- SELECTED PASSAGE -
+---+

Once the protest became overt, revolt against Rome followed in a rush. When the Diet of Augsburg in 1518 was asked to vote a special tax for crusade against the Turks, it replied that the real enemy of Christendom was “the hell-hound in Rome.” At his hearings in Leipzig in 1519, Luther now repudiated the authority of both the Papacy and a General Council, and subsequently published in 1520 his definitive statement of the Protestant position, To the Christian Nobility of the German Nation. Claiming that baptism consecrated every man a priest with direct access to salvation, it denounced popes and hierarchy for all their sins and unrighteousness and called for national churches independent of Rome. Taken up by other Church rebels and reformers, his doctrine swept in a torrent of illustrated sheets and pamphlets and tracts to eager readers in towns and cities from Bremen to Nuremberg. In the Swiss city of Zurich, a fellow protester, Ulrich Zwingli, already preaching the same theses as Luther, extended the protest which was soon to fall into doctrinal disputes that were to fragment the movement forever after.

Informed by papal envoys of the spreading dissent, the Papacy saw itself dealing with “a wild boar which has invaded the Lord’s vineyard,” so described in a new Bull, Exsurge Domine, in 1520. Upon examination, the Bull condemned 41 of Luther’s theses as heretical or dangerous and ordered him to recant. When he refused, he was excommunicated and his punishment as a declared heretic was asked from the civil arm. The new Emperor, Charles V, young but sage and not anxious to draw popular anger upon himself, handed the hot coal to the Diet at Worms, where Luther in 1521 again refused to recant. As a devout Catholic, Charles V was forced to denounce him, perhaps less from orthodoxy than in return for a political pact with the Pope to join in ejecting the French from Milan. The Edict of Worms obediently put Luther and his followers under the ban of the Empire, promptly rendered null by his friends, who removed him to safety.

+---+

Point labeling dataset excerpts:

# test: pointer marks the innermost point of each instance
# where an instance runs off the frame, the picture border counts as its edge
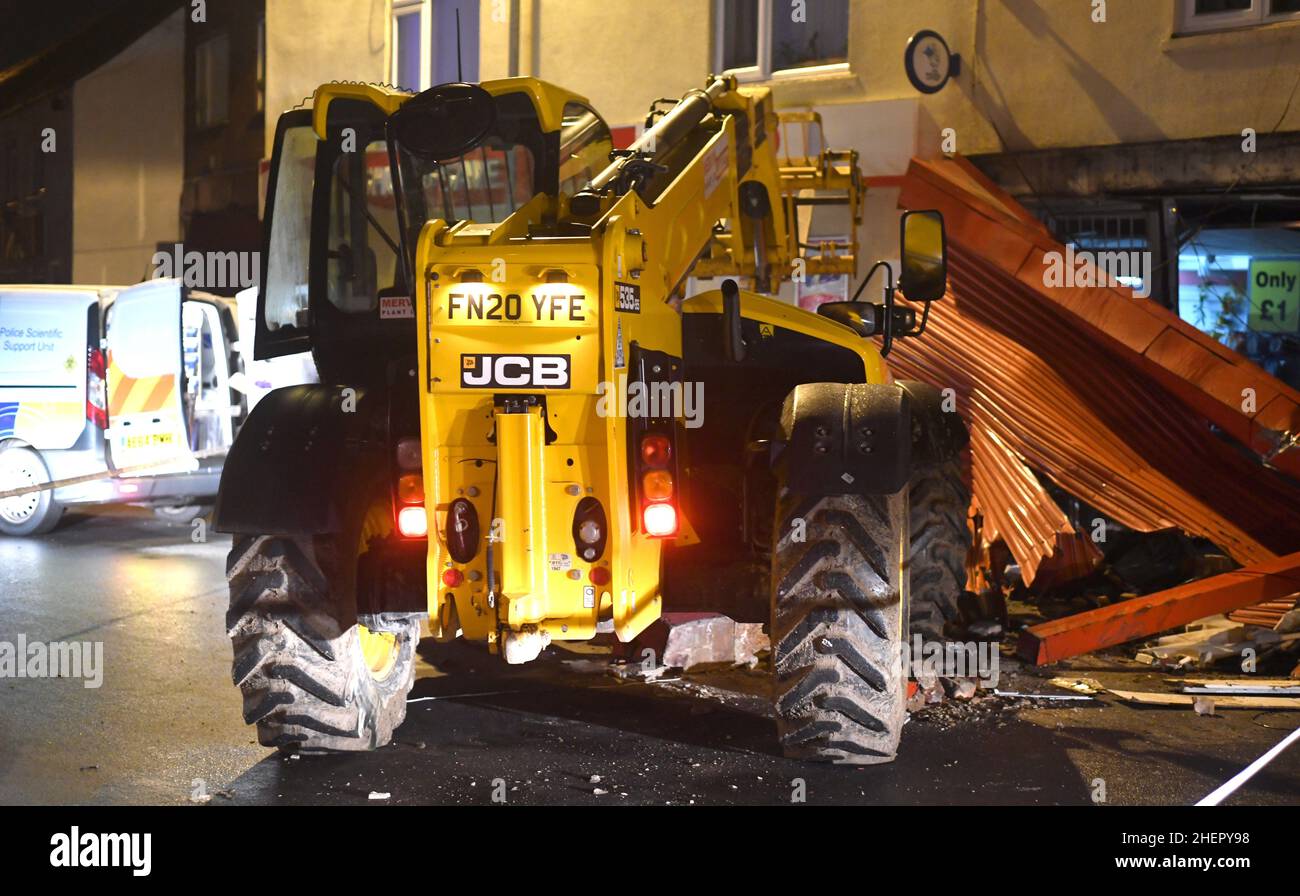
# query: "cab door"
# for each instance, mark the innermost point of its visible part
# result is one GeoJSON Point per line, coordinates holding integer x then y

+---+

- WORK TO BE COMPLETED -
Please reproduce the passage above about Luther's break with Rome, word for word and in full.

- THE REPLY -
Once the protest became overt, revolt against Rome followed in a rush. When the Diet of Augsburg in 1518 was asked to vote a special tax for crusade against the Turks, it replied that the real enemy of Christendom was “the hell-hound in Rome.” At his hearings in Leipzig in 1519, Luther now repudiated the authority of both the Papacy and a General Council, and subsequently published in 1520 his definitive statement of the Protestant position, To the Christian Nobility of the German Nation. Claiming that baptism consecrated every man a priest with direct access to salvation, it denounced popes and hierarchy for all their sins and unrighteousness and called for national churches independent of Rome. Taken up by other Church rebels and reformers, his doctrine swept in a torrent of illustrated sheets and pamphlets and tracts to eager readers in towns and cities from Bremen to Nuremberg. In the Swiss city of Zurich, a fellow protester, Ulrich Zwingli, already preaching the same theses as Luther, extended the protest which was soon to fall into doctrinal disputes that were to fragment the movement forever after.

Informed by papal envoys of the spreading dissent, the Papacy saw itself dealing with “a wild boar which has invaded the Lord’s vineyard,” so described in a new Bull, Exsurge Domine, in 1520. Upon examination, the Bull condemned 41 of Luther’s theses as heretical or dangerous and ordered him to recant. When he refused, he was excommunicated and his punishment as a declared heretic was asked from the civil arm. The new Emperor, Charles V, young but sage and not anxious to draw popular anger upon himself, handed the hot coal to the Diet at Worms, where Luther in 1521 again refused to recant. As a devout Catholic, Charles V was forced to denounce him, perhaps less from orthodoxy than in return for a political pact with the Pope to join in ejecting the French from Milan. The Edict of Worms obediently put Luther and his followers under the ban of the Empire, promptly rendered null by his friends, who removed him to safety.